* What you have to do
An exact copy of the data is required, with no pictures in it.

Stored items:
************

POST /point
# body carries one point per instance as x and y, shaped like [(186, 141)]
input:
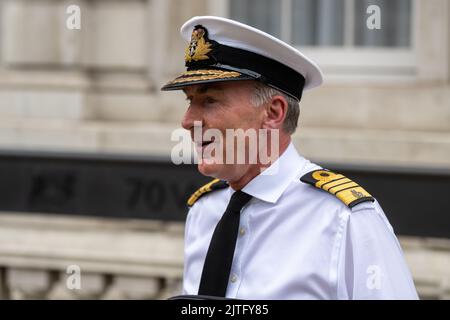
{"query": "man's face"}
[(221, 106)]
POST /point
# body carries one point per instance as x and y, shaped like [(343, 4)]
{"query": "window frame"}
[(349, 62)]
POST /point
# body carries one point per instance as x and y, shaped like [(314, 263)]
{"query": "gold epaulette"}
[(342, 187), (216, 184)]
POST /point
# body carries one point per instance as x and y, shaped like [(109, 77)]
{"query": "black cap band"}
[(266, 70)]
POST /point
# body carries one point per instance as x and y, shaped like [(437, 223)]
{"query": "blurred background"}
[(86, 181)]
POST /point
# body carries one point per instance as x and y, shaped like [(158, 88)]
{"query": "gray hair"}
[(263, 93)]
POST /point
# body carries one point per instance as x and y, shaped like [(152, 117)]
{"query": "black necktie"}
[(216, 270)]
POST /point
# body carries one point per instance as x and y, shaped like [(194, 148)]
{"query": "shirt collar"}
[(272, 182)]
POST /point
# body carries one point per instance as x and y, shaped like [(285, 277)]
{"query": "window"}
[(335, 32)]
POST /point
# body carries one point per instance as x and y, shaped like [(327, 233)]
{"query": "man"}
[(282, 229)]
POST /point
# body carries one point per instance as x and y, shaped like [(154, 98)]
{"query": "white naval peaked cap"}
[(221, 49)]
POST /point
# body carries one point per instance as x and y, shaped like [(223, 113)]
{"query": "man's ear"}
[(276, 111)]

************

* Answer to this exercise
POST /point
# body carries one point per instance as x and y, shaped like [(186, 141)]
input:
{"query": "man's face"}
[(221, 106)]
POST /point
# body carries one point per instance as x and y, shaped like [(343, 4)]
{"query": "window frame"}
[(349, 62)]
POST /point
# body carries one point per instance as x and y, shaped like [(314, 263)]
{"query": "gold epaulette"}
[(342, 187), (216, 184)]
POST /point
# body carries one point per instance as x and y, shaped like [(109, 77)]
{"query": "black cap band"}
[(266, 70)]
POST /point
# body carries one point per instance as x and y, shaped like [(437, 223)]
{"query": "blurred background"}
[(86, 181)]
POST /point
# body carries one point per instance as x and y, shaped like [(158, 88)]
{"query": "gray hair"}
[(263, 93)]
POST /point
# body carries one point per instance as x and y, shaped like [(152, 117)]
{"query": "black necktie"}
[(216, 270)]
POST /point
# body carries one point per instance as x and y, shaped like [(194, 148)]
{"query": "shirt collar"}
[(272, 182)]
POST /point
# body carries one point per instance as x and y, shaped like [(285, 277)]
{"query": "window"}
[(335, 32)]
POST /point
# body carries one point per instance as x and y, shaped like [(327, 233)]
{"query": "man"}
[(282, 229)]
POST /point
# body carries one point per instance as x and y, shaped like [(154, 98)]
{"query": "white naval peaked cap"}
[(221, 49)]
POST /point
# body carries one point per instance as x and y, shaped like [(223, 113)]
{"query": "man's ear"}
[(276, 111)]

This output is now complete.